Dataset excerpt:
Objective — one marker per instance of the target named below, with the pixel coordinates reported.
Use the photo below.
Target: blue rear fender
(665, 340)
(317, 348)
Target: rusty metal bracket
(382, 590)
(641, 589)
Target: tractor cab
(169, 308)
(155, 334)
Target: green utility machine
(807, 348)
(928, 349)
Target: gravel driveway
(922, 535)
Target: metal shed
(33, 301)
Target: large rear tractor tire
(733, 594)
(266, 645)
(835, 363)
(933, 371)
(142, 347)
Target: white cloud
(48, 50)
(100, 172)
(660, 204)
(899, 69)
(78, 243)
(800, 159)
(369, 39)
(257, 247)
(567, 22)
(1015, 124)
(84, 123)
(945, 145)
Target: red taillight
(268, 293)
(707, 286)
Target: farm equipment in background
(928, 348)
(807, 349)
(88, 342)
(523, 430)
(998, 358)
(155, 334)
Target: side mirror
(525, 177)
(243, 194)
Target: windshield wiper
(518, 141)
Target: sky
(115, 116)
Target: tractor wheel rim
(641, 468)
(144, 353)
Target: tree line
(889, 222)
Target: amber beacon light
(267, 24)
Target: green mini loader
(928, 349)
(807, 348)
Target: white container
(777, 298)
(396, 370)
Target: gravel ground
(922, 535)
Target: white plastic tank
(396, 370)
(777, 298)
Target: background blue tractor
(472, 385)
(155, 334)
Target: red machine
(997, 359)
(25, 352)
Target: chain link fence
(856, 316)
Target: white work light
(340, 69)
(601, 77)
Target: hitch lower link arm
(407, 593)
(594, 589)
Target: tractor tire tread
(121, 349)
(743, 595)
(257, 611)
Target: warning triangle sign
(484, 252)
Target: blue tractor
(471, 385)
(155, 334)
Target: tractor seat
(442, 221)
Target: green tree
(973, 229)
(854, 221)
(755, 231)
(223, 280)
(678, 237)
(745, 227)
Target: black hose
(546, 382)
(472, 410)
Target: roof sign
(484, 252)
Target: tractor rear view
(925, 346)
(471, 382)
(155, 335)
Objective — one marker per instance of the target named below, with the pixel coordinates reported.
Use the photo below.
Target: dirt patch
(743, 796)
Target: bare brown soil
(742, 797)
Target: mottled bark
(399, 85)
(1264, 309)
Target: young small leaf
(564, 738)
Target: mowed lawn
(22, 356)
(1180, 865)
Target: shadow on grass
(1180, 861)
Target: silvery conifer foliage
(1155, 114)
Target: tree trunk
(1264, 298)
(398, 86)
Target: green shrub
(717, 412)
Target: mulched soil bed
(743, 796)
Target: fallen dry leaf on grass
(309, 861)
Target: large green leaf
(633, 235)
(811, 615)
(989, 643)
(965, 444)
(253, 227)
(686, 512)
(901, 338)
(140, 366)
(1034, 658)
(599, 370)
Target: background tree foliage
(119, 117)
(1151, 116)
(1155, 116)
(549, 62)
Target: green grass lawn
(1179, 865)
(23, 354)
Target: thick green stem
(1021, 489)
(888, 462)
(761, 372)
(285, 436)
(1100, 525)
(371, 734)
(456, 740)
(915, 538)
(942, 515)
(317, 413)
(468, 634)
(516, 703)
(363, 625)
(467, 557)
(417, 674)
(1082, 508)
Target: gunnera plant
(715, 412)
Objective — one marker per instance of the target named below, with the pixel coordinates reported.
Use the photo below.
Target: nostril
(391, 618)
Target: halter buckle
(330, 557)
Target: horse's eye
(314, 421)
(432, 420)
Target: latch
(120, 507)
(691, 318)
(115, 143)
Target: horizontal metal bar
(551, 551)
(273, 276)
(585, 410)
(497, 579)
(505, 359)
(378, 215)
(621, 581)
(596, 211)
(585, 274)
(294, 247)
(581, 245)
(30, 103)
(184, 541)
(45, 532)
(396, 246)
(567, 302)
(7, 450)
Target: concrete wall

Problem.
Please rewrite all of the records above as a numbered list, one line per item, with any blank lines left out.

Output for this task.
1. Objective — one marker per instance of the target named below, with the pixel coordinates reported.
2. Use the photo below.
3. Target: blue rear fender
4. (665, 340)
5. (317, 348)
6. Target: rusty metal bracket
7. (382, 590)
8. (641, 589)
9. Target: tractor cab
10. (169, 308)
11. (155, 334)
12. Target: green utility machine
13. (807, 348)
14. (928, 349)
15. Target: gravel driveway
16. (922, 535)
17. Target: metal shed
18. (33, 301)
19. Target: large rear tractor tire
20. (733, 594)
21. (266, 645)
22. (835, 363)
23. (933, 371)
24. (142, 347)
25. Target: white cloud
26. (48, 50)
27. (100, 172)
28. (660, 204)
29. (899, 69)
30. (78, 243)
31. (800, 159)
32. (369, 39)
33. (257, 247)
34. (567, 22)
35. (1015, 124)
36. (84, 123)
37. (945, 145)
38. Target: red taillight
39. (268, 293)
40. (707, 286)
41. Target: farm equipment in background
42. (928, 348)
43. (807, 349)
44. (88, 342)
45. (523, 430)
46. (998, 358)
47. (155, 334)
48. Target: side mirror
49. (525, 177)
50. (243, 194)
51. Target: windshield wiper
52. (518, 141)
53. Target: sky
54. (115, 116)
55. Target: tractor wheel rim
56. (641, 468)
57. (144, 353)
58. Target: tree line
59. (889, 222)
60. Target: amber beacon light
61. (267, 24)
62. Target: green mini loader
63. (928, 349)
64. (807, 348)
65. Target: white container
66. (777, 298)
67. (396, 370)
68. Target: gravel ground
69. (922, 535)
70. Target: white plastic tank
71. (396, 370)
72. (777, 298)
73. Target: background blue tractor
74. (472, 385)
75. (155, 334)
76. Target: red machine
77. (997, 359)
78. (25, 352)
79. Target: chain link fence
80. (856, 316)
81. Target: white work light
82. (340, 69)
83. (601, 77)
84. Target: hitch lower link arm
85. (407, 593)
86. (594, 589)
87. Target: tractor tire tread
88. (121, 349)
89. (743, 595)
90. (257, 611)
91. Target: warning triangle sign
92. (484, 252)
93. Target: blue tractor
94. (471, 385)
95. (155, 334)
96. Target: tractor seat
97. (442, 221)
98. Target: green tree
99. (973, 229)
100. (854, 221)
101. (755, 231)
102. (223, 280)
103. (678, 237)
104. (745, 227)
105. Target: black hose
106. (546, 382)
107. (472, 410)
108. Target: roof sign
109. (484, 252)
110. Target: tractor rear view
111. (925, 346)
112. (471, 382)
113. (155, 335)
114. Objective — one marker per instance of the target named below, with the pixel coordinates reported.
115. Use the photo below.
116. Target: dirt patch
117. (743, 796)
118. Target: bare brown soil
119. (742, 797)
120. Target: mottled bark
121. (399, 85)
122. (1264, 309)
123. Target: young small leaf
124. (564, 738)
125. Target: mowed lawn
126. (22, 356)
127. (1180, 865)
128. Target: shadow on grass
129. (1180, 861)
130. Target: silvery conifer foliage
131. (1155, 114)
132. Target: tree trunk
133. (1264, 298)
134. (398, 86)
135. Target: green shrub
136. (717, 412)
137. Target: mulched soil bed
138. (743, 796)
139. Target: fallen dry leaf on grass
140. (309, 861)
141. Target: large green leaf
142. (633, 235)
143. (811, 615)
144. (989, 643)
145. (965, 444)
146. (253, 227)
147. (686, 512)
148. (901, 338)
149. (140, 366)
150. (1034, 658)
151. (599, 370)
152. Target: background tree foliage
153. (119, 117)
154. (1151, 116)
155. (1155, 116)
156. (549, 62)
157. Target: green grass lawn
158. (1179, 865)
159. (23, 354)
160. Target: thick green stem
161. (1021, 489)
162. (888, 462)
163. (761, 372)
164. (285, 436)
165. (1100, 525)
166. (371, 734)
167. (456, 740)
168. (915, 538)
169. (942, 515)
170. (317, 413)
171. (468, 634)
172. (516, 703)
173. (363, 625)
174. (467, 557)
175. (417, 674)
176. (1082, 508)
177. Target: gunnera plant
178. (715, 412)
179. Objective — one marker per instance of the target named below, with the pixel coordinates reported.
180. Use the photo below.
181. Target: nostril
182. (391, 618)
183. Target: halter buckle
184. (330, 557)
185. Target: horse's eye
186. (314, 421)
187. (432, 420)
188. Target: latch
189. (120, 507)
190. (691, 318)
191. (115, 143)
192. Target: horizontal metal bar
193. (551, 551)
194. (273, 276)
195. (585, 410)
196. (497, 579)
197. (505, 359)
198. (378, 215)
199. (621, 581)
200. (596, 211)
201. (585, 274)
202. (294, 247)
203. (581, 245)
204. (30, 103)
205. (184, 541)
206. (45, 532)
207. (396, 246)
208. (567, 302)
209. (7, 450)
210. Target: concrete wall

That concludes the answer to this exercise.